[Data listing]

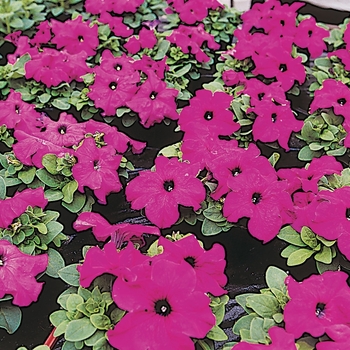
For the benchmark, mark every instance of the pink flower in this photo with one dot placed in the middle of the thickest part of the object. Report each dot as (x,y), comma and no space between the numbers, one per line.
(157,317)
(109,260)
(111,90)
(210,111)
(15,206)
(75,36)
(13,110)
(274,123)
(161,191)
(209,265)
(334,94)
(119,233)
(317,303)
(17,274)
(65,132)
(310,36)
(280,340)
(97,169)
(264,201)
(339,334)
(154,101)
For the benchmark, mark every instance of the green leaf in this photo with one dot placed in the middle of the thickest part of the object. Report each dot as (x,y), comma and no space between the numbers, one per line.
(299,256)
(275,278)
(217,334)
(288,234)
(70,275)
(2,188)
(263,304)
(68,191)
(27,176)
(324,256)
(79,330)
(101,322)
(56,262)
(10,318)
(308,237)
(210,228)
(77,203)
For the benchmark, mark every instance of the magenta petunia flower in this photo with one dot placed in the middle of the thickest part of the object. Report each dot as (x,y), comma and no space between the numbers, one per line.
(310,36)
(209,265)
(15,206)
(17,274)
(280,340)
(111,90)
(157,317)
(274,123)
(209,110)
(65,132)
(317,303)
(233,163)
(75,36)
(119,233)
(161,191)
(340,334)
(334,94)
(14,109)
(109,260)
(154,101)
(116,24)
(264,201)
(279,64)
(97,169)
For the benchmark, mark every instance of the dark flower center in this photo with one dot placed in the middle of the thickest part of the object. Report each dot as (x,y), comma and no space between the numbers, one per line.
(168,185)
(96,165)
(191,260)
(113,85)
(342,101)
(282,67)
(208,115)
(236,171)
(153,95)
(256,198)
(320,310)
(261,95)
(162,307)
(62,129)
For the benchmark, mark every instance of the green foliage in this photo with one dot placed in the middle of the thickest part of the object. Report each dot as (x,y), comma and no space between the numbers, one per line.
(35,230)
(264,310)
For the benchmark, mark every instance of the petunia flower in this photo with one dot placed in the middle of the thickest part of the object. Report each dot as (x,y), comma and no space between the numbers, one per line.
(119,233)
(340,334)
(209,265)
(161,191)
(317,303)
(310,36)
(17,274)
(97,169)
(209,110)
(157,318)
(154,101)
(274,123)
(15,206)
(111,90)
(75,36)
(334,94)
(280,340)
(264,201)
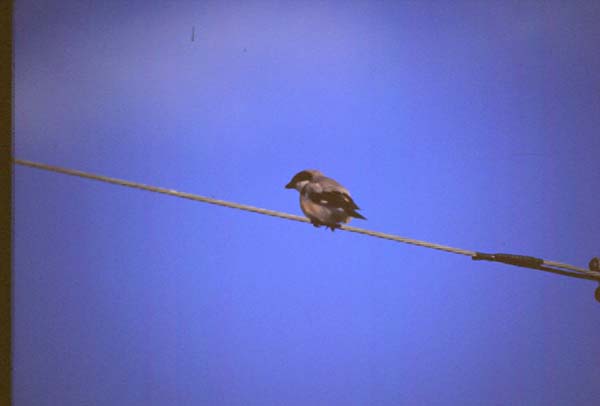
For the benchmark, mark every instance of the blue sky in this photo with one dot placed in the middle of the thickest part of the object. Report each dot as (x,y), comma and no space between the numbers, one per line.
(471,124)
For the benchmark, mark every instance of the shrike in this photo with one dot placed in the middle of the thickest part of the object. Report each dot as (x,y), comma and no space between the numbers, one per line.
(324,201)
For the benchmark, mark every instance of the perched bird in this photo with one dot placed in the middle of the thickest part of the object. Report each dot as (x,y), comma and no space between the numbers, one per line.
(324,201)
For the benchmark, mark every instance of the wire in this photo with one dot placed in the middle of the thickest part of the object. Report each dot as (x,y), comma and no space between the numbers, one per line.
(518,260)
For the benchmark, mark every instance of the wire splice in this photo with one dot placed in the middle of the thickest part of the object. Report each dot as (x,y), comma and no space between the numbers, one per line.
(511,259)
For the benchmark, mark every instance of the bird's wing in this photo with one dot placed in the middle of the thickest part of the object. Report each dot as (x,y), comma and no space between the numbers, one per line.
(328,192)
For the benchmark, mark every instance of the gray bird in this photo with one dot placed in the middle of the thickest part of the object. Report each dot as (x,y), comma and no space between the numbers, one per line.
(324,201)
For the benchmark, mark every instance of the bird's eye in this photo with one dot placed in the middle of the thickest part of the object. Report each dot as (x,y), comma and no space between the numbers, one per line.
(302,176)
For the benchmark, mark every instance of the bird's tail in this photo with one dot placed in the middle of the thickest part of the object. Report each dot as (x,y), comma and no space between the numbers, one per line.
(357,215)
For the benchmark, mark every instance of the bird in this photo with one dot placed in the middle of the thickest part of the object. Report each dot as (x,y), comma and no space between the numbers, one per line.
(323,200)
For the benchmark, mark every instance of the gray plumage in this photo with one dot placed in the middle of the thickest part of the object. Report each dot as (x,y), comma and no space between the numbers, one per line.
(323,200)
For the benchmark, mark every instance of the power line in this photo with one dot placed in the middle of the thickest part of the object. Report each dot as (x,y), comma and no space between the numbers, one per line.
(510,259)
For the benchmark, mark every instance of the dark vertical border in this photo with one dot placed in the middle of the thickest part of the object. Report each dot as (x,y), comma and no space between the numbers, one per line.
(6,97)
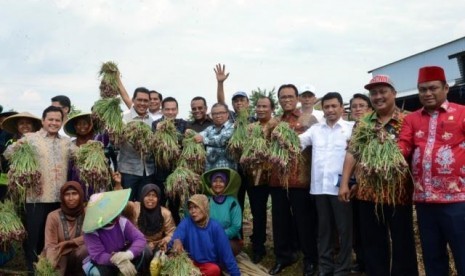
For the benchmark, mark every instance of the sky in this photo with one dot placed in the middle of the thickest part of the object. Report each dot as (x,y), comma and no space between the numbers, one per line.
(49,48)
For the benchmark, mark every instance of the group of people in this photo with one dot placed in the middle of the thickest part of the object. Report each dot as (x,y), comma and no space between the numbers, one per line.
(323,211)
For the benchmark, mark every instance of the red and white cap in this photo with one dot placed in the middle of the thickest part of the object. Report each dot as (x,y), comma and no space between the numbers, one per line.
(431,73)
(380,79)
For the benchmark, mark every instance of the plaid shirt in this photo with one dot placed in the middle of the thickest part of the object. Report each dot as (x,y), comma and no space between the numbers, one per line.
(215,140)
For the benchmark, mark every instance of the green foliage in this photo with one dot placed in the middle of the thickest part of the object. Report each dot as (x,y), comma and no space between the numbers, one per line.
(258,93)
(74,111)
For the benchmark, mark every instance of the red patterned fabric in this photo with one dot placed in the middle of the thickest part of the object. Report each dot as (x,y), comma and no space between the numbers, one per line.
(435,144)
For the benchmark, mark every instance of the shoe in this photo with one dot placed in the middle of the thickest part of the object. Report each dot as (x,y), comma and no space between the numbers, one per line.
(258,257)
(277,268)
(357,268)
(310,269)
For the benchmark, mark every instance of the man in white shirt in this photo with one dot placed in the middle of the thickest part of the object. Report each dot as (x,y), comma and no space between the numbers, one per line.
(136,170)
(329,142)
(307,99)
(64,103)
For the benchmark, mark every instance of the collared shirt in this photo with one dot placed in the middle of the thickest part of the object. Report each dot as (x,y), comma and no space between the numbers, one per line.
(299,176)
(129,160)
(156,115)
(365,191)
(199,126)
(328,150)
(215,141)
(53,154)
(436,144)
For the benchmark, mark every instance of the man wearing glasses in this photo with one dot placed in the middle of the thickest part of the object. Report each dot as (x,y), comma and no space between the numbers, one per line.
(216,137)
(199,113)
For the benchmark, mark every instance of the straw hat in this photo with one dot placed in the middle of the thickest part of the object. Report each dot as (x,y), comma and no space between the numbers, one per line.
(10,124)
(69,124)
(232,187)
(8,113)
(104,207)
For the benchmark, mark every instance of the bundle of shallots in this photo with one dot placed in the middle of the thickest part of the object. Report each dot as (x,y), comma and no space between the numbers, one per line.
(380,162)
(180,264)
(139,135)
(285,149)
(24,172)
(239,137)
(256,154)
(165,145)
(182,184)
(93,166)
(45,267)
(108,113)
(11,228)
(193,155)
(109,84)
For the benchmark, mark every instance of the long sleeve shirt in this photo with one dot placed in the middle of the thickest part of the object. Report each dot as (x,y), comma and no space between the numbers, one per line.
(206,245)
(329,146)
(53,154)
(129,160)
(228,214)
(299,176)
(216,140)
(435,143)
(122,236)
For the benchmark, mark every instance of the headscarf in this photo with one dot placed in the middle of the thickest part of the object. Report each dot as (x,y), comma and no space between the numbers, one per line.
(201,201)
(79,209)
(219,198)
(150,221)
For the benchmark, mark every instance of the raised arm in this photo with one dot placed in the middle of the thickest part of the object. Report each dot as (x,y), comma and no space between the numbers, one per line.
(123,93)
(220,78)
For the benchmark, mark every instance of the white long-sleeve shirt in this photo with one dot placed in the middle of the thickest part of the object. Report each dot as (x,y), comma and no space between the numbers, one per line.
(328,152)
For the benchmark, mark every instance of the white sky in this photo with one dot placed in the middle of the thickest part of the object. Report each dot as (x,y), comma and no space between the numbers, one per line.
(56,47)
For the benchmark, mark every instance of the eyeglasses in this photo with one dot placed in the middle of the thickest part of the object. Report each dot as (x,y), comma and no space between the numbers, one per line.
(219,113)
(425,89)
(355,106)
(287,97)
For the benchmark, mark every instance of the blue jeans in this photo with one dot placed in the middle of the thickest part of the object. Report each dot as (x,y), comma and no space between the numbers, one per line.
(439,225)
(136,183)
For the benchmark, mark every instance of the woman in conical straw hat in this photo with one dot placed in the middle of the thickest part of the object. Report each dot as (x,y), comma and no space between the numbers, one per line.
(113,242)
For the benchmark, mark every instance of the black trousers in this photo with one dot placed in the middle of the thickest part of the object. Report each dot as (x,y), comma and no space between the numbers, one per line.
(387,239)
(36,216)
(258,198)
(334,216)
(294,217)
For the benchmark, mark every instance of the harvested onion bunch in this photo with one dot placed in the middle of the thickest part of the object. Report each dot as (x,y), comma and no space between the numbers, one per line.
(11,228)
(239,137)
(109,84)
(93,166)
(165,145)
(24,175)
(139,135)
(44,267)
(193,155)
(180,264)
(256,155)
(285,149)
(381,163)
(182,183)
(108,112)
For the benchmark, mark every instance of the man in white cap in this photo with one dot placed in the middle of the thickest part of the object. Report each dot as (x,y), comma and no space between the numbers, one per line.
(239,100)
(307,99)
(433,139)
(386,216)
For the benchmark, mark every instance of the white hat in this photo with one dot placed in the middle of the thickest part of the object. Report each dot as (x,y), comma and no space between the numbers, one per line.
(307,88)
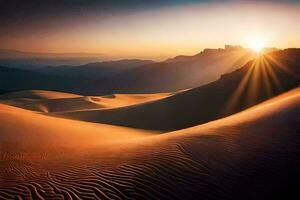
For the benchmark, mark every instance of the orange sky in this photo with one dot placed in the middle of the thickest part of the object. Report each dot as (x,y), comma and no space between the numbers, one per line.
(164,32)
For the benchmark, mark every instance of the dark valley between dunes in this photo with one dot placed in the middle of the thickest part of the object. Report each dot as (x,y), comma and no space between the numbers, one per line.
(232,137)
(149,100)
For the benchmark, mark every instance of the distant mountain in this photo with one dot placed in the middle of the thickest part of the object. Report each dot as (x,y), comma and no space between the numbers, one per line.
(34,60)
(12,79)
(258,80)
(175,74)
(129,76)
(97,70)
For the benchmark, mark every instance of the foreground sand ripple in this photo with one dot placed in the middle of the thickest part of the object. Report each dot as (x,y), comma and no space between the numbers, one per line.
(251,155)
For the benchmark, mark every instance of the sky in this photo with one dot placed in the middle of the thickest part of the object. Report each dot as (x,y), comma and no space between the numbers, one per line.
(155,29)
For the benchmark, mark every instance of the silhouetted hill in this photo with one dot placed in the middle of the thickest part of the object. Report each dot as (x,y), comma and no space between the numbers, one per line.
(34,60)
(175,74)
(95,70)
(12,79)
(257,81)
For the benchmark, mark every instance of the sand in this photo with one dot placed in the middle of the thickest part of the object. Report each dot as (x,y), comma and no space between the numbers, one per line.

- Task objective
Quote only the lines from the line containing "For the benchmark, mark every instance of the silhouetted" through the end of the entries, keeping the first and the last.

- Solution for this exercise
For the benchmark, mark every instance of the silhouetted hill in this photo with one dot placed in the middle of the thickest part of the object. Report each dot as (x,y), comma and no space between the numbers, one per line.
(34,60)
(175,74)
(95,70)
(12,79)
(257,81)
For the benchmark, mark every instance of the sand in this photo with one dot placed in the middle of the thickest part of the object. Report each dot as (x,y), comma and no space between the numbers, one per line.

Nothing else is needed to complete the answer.